### What you have to do
Copy everything from the start of the listing down to the line containing "point(113, 307)", requests included, and raise each coordinate in the answer points by 87. Leave the numbers in the requests and their sample points as they are.

### Given entries ###

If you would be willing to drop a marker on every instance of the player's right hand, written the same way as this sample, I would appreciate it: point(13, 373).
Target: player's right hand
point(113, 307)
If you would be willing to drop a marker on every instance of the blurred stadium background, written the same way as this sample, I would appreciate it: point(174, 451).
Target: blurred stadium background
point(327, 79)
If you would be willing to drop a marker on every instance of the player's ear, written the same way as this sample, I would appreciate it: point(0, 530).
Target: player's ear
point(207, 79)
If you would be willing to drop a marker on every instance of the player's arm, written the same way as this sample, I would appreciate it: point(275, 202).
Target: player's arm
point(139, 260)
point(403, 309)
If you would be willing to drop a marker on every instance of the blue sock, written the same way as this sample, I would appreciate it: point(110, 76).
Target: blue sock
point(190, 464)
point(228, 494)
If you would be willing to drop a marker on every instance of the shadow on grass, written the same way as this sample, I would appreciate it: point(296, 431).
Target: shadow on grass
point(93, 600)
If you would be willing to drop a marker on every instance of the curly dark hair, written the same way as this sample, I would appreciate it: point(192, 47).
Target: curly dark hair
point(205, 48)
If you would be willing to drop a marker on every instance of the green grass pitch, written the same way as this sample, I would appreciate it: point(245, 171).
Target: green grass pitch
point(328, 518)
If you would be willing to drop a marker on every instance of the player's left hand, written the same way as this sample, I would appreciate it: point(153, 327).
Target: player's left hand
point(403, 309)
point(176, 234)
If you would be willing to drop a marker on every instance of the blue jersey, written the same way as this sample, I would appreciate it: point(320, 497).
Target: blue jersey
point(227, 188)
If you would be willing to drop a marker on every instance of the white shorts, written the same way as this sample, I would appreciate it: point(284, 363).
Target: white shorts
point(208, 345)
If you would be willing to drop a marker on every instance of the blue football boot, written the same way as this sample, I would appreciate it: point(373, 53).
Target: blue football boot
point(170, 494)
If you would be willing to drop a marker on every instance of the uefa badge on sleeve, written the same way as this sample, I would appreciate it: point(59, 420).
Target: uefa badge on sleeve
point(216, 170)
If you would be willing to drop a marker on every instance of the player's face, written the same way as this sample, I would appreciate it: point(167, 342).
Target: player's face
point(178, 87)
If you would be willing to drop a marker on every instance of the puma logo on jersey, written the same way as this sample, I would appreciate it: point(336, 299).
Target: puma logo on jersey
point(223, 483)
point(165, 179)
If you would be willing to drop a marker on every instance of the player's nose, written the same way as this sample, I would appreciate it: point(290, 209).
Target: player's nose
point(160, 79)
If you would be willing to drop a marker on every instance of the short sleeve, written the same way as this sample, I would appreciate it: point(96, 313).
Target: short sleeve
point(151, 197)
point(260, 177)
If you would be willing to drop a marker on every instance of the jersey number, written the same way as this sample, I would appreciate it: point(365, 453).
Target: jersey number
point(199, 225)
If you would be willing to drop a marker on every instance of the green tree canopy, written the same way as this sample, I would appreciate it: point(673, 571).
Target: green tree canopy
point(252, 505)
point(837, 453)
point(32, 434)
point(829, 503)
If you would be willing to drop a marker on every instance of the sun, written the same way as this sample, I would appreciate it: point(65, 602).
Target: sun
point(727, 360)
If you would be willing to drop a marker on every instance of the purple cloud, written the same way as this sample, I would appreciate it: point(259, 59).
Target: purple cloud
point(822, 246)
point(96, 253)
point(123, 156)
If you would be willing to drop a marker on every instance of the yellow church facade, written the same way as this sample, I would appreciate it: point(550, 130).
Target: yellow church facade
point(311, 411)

###

### Correct response
If you would be willing to drop a marker on every instance of the player's right hand, written the same way as this sample, I would appreciate it: point(13, 373).
Target: player's right hand
point(200, 394)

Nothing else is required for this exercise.